__DOCUMENT EXTRACT__:

Commercial Hollywood pictures in the 1930’s into the 1940’s became fascinated with the dancing subject. In the Hollywood context, key figures including Fred Astaire, Gene Kelly, Stanley Donen and Vincent Minelli positively impacted how audiences would view dance in cinema. Dance scenes would be shot from the dancer’s perspective, with a dancer’s eye… framing the full body in motion encouraging no cutting away from the dancer in post-production. Subsequently, developments in Modern dance were building, and independent performance and indie film played a role in experimental approaches towards exhibiting dance. Experimental filmmaker, Maya Deren worked with minimal resources, small film crews and modern dancers on dance and film. Deren’s “A Study in Choreography for Camera” (1945) was the first experimental filmdance to be written about in Dance Magazine and The New York Times. Her experimental approach to working with dancer Talley Beatty (in “A Study in Choreography for Camera”) pioneered editing techniques focusing on uninterrupted flow in the moving camera and in post-production. Maya Deren advocated for the amateur filmmaker as the most important part of film production. She practiced and wrote (in the essay “Amateur versus Professional” (1959)) that you, your body, yourself as the filmmaker and your imaginative mind is most essential. Use your mind, your body and your imagination to make films.

Dataset records:
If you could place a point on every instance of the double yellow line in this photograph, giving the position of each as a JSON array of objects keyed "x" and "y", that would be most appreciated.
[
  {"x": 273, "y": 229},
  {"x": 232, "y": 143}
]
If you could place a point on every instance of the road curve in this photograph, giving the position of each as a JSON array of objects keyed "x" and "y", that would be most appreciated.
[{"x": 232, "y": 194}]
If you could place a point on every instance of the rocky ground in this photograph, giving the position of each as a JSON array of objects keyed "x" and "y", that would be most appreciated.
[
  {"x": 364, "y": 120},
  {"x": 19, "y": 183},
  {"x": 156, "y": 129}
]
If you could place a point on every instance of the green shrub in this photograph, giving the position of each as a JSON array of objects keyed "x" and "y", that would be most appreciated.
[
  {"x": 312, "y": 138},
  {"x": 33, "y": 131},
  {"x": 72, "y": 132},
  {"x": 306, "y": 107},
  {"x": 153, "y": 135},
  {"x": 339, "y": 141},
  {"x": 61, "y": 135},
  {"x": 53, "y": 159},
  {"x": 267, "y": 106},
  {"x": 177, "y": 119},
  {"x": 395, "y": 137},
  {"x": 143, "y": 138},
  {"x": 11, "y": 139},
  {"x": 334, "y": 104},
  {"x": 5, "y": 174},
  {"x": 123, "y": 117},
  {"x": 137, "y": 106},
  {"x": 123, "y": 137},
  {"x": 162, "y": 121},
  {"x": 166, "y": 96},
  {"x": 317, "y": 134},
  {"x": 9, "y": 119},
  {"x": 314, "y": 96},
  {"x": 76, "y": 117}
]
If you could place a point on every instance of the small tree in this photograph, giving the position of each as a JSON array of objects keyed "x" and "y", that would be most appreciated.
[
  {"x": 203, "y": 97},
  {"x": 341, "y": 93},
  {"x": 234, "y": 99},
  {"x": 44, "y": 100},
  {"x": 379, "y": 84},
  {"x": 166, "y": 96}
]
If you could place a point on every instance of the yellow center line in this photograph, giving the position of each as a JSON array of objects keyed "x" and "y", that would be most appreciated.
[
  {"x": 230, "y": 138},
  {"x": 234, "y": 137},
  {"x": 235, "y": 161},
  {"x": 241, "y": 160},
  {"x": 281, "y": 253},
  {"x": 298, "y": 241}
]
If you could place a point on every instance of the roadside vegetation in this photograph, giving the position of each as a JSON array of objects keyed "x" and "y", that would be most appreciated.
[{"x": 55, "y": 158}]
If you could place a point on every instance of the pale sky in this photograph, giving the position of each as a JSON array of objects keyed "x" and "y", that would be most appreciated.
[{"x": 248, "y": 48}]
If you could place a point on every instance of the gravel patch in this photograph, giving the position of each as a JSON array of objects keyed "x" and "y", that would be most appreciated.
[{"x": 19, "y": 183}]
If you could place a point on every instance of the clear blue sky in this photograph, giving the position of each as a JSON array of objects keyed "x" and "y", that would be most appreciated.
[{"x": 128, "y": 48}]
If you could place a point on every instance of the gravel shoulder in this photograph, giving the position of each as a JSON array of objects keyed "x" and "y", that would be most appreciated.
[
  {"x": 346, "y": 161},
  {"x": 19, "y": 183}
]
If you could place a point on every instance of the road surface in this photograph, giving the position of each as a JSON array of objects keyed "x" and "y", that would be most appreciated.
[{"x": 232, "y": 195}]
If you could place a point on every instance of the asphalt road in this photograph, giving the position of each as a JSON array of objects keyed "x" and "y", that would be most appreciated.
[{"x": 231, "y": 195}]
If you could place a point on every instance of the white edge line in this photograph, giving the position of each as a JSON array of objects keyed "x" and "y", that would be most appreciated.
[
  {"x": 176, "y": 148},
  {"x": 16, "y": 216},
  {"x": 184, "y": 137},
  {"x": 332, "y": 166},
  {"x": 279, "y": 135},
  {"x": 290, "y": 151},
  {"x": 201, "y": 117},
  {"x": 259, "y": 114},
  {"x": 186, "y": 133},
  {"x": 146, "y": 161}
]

__ACTIVITIES__:
- 1) Answer these questions about the text on dance in film:
(a) In which decades did commercial Hollywood pictures become fascinated with the dancing subject?
(b) Which dancer did Maya Deren work with in "A Study in Choreography for Camera"?
(c) What is the title of the 1959 essay in which Deren wrote about the amateur filmmaker?
- 2) Extend the text on dance in film with a further paragraph that picks up after its final sentence.

__RESULTS FOR THE EXERCISE__:
- 1)
(a) The 1930s into the 1940s.
(b) Talley Beatty.
(c) "Amateur versus Professional."

- 2)
Jennifer Nikolai (PhD) is an Edmonton-born contemporary dancer, choreographic researcher and lecturer at AUT University, Auckland New Zealand. Jennifer’s playfulness engages digital recording devices, motion capture technologies, virtual reality and animation. Jennifer can be found with camera-in-hand, between her country of origin and her country of residency.